--- Document excerpt ---

By Alina Glaubitz | alina.glaubitz@yale.edu

Approximately 70 million people are on the move due to conflict, political instability, environmental disasters, and economic hardship. As a result, many states and international organizations involved in migration management are employing Artificial Intelligence (A.I.) and biometric data collection to strengthen border enforcement and streamline immigration decision-making. The state’s control of borders through bots and biometrics infringes on immigrants’ rights to privacy, freedom of movement, and freedom from discrimination, as well as places this migrant group at risk of digital deportation – deportation decisions prompted by new technologies.

--- Material provided ---

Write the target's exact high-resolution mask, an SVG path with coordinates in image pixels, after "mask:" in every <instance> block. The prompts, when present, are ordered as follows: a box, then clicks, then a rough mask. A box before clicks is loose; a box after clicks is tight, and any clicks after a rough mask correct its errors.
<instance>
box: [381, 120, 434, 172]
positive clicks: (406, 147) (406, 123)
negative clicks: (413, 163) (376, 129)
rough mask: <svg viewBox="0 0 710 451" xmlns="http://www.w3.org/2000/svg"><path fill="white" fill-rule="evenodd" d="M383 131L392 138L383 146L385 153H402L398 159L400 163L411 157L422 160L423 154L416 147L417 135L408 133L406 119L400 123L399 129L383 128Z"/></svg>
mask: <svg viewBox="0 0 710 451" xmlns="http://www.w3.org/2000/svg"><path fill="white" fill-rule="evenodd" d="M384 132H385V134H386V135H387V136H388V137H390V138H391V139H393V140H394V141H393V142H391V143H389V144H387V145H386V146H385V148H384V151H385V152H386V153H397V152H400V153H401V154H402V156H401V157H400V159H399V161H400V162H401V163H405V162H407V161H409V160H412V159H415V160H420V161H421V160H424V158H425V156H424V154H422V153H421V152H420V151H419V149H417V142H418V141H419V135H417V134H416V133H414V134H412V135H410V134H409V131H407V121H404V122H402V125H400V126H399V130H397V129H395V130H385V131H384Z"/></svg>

---
--- Material provided ---

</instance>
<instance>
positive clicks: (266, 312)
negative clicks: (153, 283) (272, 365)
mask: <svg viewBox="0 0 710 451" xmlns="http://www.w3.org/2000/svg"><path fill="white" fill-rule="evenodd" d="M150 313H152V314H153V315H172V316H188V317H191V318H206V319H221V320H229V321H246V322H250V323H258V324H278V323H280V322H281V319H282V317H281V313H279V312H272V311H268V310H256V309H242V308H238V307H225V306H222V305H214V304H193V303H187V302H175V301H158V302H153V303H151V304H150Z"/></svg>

---

Task instructions:
Retype the passage of the excerpt on border control technology that opens with the words containing "Approximately 70 million" and closes with "by new technologies.". The records are independent material and have no connection to the text.

Solution to this problem:
Approximately 70 million people are on the move due to conflict, political instability, environmental disasters, and economic hardship. As a result, many states and international organizations involved in migration management are employing Artificial Intelligence (A.I.) and biometric data collection to strengthen border enforcement and streamline immigration decision-making. The state’s control of borders through bots and biometrics infringes on immigrants’ rights to privacy, freedom of movement, and freedom from discrimination, as well as places this migrant group at risk of digital deportation – deportation decisions prompted by new technologies.